> PROVIDED ENTRIES:
Segment Open

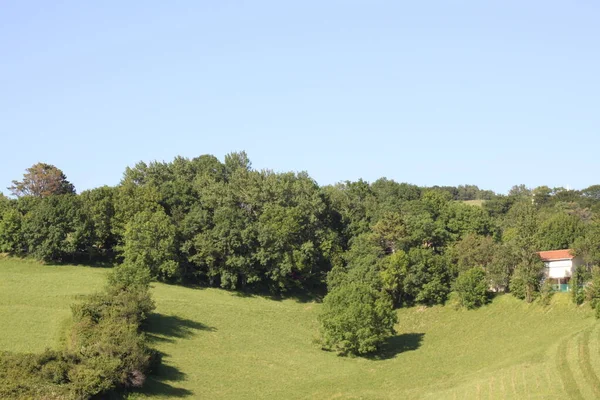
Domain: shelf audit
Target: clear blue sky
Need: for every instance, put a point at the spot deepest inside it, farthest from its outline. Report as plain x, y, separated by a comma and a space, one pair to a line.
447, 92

Segment Closed
Segment Open

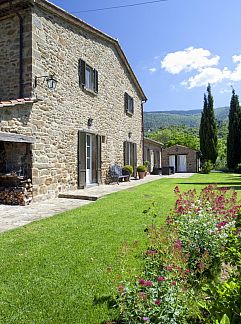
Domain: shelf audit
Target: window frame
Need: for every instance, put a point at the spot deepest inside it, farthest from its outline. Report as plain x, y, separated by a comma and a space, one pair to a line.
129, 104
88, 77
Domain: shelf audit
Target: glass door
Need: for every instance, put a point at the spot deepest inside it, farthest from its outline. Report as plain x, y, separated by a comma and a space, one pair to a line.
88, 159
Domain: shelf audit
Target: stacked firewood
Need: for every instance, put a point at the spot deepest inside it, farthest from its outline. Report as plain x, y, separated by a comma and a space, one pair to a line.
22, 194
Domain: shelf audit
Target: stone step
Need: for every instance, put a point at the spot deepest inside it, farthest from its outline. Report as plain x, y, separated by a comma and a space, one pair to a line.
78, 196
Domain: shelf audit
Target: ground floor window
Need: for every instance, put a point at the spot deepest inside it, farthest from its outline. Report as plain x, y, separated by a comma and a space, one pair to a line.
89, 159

Segment Closed

> TASK ITEM: Return each line of the material in which the string "window" can be found.

> WRITTEN ANSWER:
Target: window frame
Target: ground floor window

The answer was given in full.